Stored items from a collection:
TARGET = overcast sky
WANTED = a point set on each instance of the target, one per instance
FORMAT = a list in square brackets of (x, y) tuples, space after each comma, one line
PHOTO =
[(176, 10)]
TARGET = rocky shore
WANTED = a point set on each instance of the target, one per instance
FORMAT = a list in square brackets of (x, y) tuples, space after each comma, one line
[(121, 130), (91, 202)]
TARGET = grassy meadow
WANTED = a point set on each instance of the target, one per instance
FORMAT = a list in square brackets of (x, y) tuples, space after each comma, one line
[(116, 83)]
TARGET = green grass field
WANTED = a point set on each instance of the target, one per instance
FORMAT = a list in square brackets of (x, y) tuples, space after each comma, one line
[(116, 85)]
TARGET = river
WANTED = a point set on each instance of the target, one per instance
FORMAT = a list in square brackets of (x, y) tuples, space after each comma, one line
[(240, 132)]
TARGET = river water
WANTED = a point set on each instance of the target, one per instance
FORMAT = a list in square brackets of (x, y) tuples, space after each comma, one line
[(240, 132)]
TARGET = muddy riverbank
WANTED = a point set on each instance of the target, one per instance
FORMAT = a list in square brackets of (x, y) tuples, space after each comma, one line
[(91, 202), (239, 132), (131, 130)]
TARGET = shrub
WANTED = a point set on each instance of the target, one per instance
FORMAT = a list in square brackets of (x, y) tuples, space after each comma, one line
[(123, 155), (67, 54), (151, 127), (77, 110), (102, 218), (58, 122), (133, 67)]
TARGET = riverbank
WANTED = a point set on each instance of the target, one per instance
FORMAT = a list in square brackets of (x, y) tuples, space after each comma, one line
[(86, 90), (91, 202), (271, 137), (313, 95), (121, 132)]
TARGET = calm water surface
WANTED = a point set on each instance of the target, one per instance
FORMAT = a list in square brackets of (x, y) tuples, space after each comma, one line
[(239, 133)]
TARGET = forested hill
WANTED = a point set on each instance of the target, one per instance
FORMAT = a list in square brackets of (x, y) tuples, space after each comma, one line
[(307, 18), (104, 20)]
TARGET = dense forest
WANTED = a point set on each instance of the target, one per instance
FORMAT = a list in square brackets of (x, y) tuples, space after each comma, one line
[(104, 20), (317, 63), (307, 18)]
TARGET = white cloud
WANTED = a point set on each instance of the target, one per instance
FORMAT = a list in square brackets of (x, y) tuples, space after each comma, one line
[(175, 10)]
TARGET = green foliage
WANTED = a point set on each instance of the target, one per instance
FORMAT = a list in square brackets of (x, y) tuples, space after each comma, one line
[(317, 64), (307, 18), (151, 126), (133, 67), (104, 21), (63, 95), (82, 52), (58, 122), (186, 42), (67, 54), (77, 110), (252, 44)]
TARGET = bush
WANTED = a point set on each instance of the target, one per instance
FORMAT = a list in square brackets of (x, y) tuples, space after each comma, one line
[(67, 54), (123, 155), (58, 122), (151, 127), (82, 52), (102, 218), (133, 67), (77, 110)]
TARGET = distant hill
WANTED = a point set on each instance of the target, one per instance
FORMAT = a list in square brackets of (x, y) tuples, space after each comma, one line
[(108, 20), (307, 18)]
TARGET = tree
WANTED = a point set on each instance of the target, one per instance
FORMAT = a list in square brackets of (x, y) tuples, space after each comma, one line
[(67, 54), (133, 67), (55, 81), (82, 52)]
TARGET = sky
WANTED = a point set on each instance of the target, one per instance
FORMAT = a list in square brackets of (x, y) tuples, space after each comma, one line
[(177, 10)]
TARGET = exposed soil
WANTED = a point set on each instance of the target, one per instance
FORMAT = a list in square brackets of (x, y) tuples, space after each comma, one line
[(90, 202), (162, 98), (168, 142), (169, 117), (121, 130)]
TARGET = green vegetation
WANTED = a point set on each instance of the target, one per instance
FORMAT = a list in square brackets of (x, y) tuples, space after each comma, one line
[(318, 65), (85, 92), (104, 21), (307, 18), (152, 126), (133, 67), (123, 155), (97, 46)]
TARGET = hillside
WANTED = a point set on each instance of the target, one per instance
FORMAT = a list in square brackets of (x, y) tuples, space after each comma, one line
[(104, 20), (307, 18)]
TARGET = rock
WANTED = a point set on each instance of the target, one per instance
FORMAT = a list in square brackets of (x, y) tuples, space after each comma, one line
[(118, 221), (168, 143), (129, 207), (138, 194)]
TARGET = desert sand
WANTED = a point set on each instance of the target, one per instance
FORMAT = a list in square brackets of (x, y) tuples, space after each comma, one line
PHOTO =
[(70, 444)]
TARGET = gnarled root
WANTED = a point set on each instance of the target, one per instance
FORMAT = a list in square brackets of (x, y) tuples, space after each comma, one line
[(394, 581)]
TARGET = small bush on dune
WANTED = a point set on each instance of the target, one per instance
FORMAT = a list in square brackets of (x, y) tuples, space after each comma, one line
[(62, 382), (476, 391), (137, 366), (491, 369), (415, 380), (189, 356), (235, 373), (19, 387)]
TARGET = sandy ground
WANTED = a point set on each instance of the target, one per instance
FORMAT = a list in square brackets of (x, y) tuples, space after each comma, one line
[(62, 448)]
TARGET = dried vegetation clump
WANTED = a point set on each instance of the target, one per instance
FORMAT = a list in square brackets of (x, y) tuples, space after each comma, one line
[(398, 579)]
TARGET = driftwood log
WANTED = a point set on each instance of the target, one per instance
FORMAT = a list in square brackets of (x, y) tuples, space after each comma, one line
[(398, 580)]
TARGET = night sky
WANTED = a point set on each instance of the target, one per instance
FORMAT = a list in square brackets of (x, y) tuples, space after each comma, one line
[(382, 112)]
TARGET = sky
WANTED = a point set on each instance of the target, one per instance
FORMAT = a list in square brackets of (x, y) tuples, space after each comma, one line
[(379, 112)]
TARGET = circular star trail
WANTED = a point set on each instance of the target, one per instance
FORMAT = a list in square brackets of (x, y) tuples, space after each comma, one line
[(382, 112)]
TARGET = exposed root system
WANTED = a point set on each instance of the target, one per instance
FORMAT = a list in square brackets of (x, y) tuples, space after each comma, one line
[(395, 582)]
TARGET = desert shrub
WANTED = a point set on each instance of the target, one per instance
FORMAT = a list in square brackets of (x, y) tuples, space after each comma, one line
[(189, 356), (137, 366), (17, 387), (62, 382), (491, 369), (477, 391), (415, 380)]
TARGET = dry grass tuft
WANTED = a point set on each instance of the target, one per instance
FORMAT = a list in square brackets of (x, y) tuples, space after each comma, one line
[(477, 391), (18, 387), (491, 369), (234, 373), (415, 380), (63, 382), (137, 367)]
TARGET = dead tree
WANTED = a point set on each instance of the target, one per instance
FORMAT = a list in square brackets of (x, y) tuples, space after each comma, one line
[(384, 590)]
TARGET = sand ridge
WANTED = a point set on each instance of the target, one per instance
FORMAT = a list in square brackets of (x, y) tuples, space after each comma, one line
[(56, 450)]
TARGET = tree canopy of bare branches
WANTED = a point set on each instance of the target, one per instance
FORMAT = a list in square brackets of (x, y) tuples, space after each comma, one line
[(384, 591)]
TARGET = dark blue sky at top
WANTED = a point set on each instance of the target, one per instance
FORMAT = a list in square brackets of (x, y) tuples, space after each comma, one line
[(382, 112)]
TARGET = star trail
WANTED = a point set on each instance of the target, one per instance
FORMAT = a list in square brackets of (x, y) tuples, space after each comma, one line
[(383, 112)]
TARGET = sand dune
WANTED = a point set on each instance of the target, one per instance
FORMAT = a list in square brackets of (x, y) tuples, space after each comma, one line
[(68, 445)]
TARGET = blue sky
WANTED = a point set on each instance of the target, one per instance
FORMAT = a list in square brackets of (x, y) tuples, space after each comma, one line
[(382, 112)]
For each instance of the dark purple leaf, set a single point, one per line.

Task brief: Rewrite all the rows above, changing every "one per instance" to "one for each instance" and leaving everything else as it is.

Exercise output:
TARGET = overcast sky
WANTED = a point set on each instance of the target, one for each instance
FORMAT = a list in square brackets of (x, y) tuples, space after each comma, one line
PHOTO =
[(176, 10)]
TARGET = rocky shore
WANTED = a point set on each instance of the target, one for each instance
FORMAT = a list in square brackets of (x, y) tuples, space after each comma, one line
[(121, 130), (91, 202)]
TARGET = grassy meadow
WANTED = a point set on each instance of the target, one for each instance
FORMAT = a list in square brackets of (x, y) tuples, space after each comma, one line
[(116, 83)]
TARGET = green grass field
WANTED = a point set on each instance of the target, one for each instance
FORMAT = a list in square brackets of (x, y) tuples, space after each comma, one line
[(116, 85)]
TARGET = river
WANTED = a point set on each instance of the target, one for each instance
FORMAT = a list in square brackets of (x, y) tuples, space after each comma, one line
[(240, 132)]
TARGET = river water
WANTED = a point set on each instance of the target, one for each instance
FORMAT = a list in square brackets of (x, y) tuples, space after each comma, one line
[(240, 132)]
TARGET = muddy riverbank
WANTED = a point set on each instance of the target, one for each instance
FORMAT = a list in square brackets of (x, y) tuples, space after each comma, one line
[(91, 202), (239, 132), (131, 130)]
TARGET = shrub
WANTED = a point set on each instance of the target, one for each instance
FORMAT = a list in square brackets of (x, y) tuples, space after each comma, one line
[(123, 155), (67, 54), (151, 127), (77, 110), (102, 218), (58, 122), (133, 67)]
TARGET = riverbank
WANTED = a point set on each instance of the target, one for each instance
FORMAT = a list in square brackets of (x, y) tuples, space after each comma, one line
[(86, 90), (91, 202), (271, 137), (313, 95), (121, 132)]
TARGET = calm water surface
WANTED = a point set on each instance of the target, one for each instance
FORMAT = a list in square brackets of (x, y) tuples, space after each comma, one line
[(239, 133)]
TARGET = forested hill
WANTED = a point set on each instance of the target, one for each instance
FORMAT = a list in square brackets of (x, y) tuples, space after each comma, one line
[(307, 18), (104, 20)]
TARGET = dense forest
WANTED = a point set on each instance of the target, one for each instance
FORMAT = a list in square brackets of (x, y) tuples, space after each comma, one line
[(104, 20), (317, 63), (307, 18)]
TARGET = white cloud
WANTED = a point set on each instance of the target, one for each instance
FORMAT = a list in square brackets of (x, y) tuples, space after each comma, one line
[(175, 10)]
TARGET = green foliage
WANTED = a point set on each instance of the target, one for each instance
FORMAT = a list in square brackets of (x, y) tuples, space after each comma, one line
[(317, 64), (307, 18), (151, 126), (133, 67), (104, 21), (63, 95), (82, 52), (58, 122), (186, 42), (67, 54), (77, 110), (252, 44)]
TARGET = bush
WANTED = a point set on each instance of the target, one for each instance
FORMAT = a list in square brackets of (x, y) tuples, space after each comma, one line
[(67, 54), (123, 155), (58, 122), (151, 127), (82, 52), (102, 218), (133, 67), (77, 110)]
TARGET = distant hill
WANTED = a point set on each instance of the target, one for each instance
FORMAT = a list in square brackets of (x, y) tuples, space after each comma, one line
[(108, 20), (307, 18)]
TARGET = tree
WANTED = a point set on each instance of the target, one for each instance
FORMAT = a list in square brackets of (x, y) tuples, space after each comma, one line
[(67, 54), (133, 67), (55, 81), (82, 52)]
TARGET = sky
WANTED = a point set on each instance of the target, one for each instance
FORMAT = a list in square brackets of (x, y) tuples, space after each comma, one line
[(177, 10)]
TARGET = exposed soil
WANTED = a point set on each instance of the target, one for each instance
FORMAT = a list in square brackets of (x, y) tuples, space after each comma, one line
[(90, 202), (162, 98), (168, 142), (169, 117), (121, 130)]
TARGET = green vegetation
WANTED = a point set on each instance of the target, one for each instance
FORMAT = a list in square brackets of (x, y) tuples, space after each comma, one line
[(318, 65), (85, 92), (104, 21), (307, 18), (152, 126), (133, 67), (123, 155), (97, 46)]
TARGET = hillside
WANTED = a point set on each instance of the target, one for each instance
FORMAT = a list in square brackets of (x, y) tuples, space after each comma, one line
[(104, 20), (307, 18)]
TARGET = rock
WANTED = a point set on each instance of the target, one for each instance
FORMAT = a list in square brackets of (x, y) tuples, space after each comma, one line
[(118, 221), (168, 143), (129, 207), (138, 194)]
TARGET = desert sand
WANTED = a point set on each instance of the target, one for each instance
FORMAT = a list in square brackets of (x, y) tuples, space after each comma, one line
PHOTO =
[(70, 444)]
TARGET = gnarled root
WANTED = a point set on each instance of the target, one for each instance
FORMAT = a list in square brackets of (x, y) tuples, space after each comma, one line
[(394, 581)]
TARGET = small bush on dune
WANTED = a point set on each instance of the target, one for each instance
FORMAT = a list in square brackets of (x, y) tuples, space after each comma, one line
[(62, 382), (476, 391), (137, 366), (491, 369), (415, 380), (189, 356), (235, 373), (19, 387)]
TARGET = sandy ground
WANTED = a point set on each instance of the target, one for each instance
FORMAT = a list in square brackets of (x, y) tuples, space after each comma, one line
[(62, 448)]
TARGET = dried vegetation clump
WANTED = a point set on each instance of the target, one for each instance
FORMAT = a list in square brackets of (x, y) tuples, space after each comma, one line
[(398, 579)]
TARGET = driftwood log
WANTED = a point set on each instance of the target, one for each instance
FORMAT = a list in square brackets of (x, y) tuples, space after each comma, one line
[(398, 580)]
TARGET = night sky
WANTED = a point set on each instance of the target, one for each instance
FORMAT = a list in square brackets of (x, y) tuples, space after each comma, one line
[(382, 112)]
TARGET = sky
WANTED = a point set on each instance of the target, one for each instance
FORMAT = a list in square brackets of (x, y) tuples, space after each comma, one line
[(379, 112)]
TARGET = circular star trail
WANTED = a point set on each instance of the target, one for each instance
FORMAT = a list in square brackets of (x, y) tuples, space after each comma, one line
[(382, 112)]
TARGET = exposed root system
WANTED = a point set on each instance of the target, one for each instance
FORMAT = a list in square brackets of (x, y) tuples, space after each comma, one line
[(395, 582)]
TARGET = desert shrub
WANTED = a point set on each instance of the target, one for each instance
FORMAT = a list in square brackets of (x, y) tuples, space after each comma, one line
[(189, 356), (137, 366), (17, 387), (62, 382), (491, 369), (477, 391), (415, 380)]
TARGET = dry grass tuft
WANTED = a point set on each instance of the target, one for each instance
FORMAT = a list in square brackets of (x, y) tuples, space after each comma, one line
[(477, 391), (18, 387), (491, 369), (234, 373), (415, 380), (63, 382), (137, 367)]
TARGET = dead tree
WANTED = a point set on each instance of the target, one for each instance
FORMAT = a list in square brackets of (x, y) tuples, space after each comma, one line
[(384, 590)]
TARGET = sand ridge
WANTED = a point set on each instance of the target, one for each instance
FORMAT = a list in square brackets of (x, y) tuples, space after each comma, one line
[(56, 450)]
TARGET = tree canopy of bare branches
WANTED = a point set on each instance of the target, one for each instance
FORMAT = a list in square brackets of (x, y) tuples, space after each comma, one line
[(384, 591)]
TARGET = dark blue sky at top
WANTED = a point set on each instance of the target, one for each instance
FORMAT = a list in square brackets of (x, y) tuples, space after each comma, one line
[(382, 112)]
TARGET = star trail
WANTED = a point set on each instance of the target, one for each instance
FORMAT = a list in square brackets of (x, y) tuples, space after each comma, one line
[(383, 112)]
TARGET = sand dune
WANTED = a point set on each instance of the target, one for each instance
FORMAT = a list in square brackets of (x, y) tuples, space after each comma, one line
[(68, 445)]
TARGET = blue sky
WANTED = a point set on each instance of the target, one for each instance
FORMAT = a list in square brackets of (x, y) tuples, space after each comma, one line
[(382, 112)]
For each instance of the dark purple leaf, set a single point, one per line.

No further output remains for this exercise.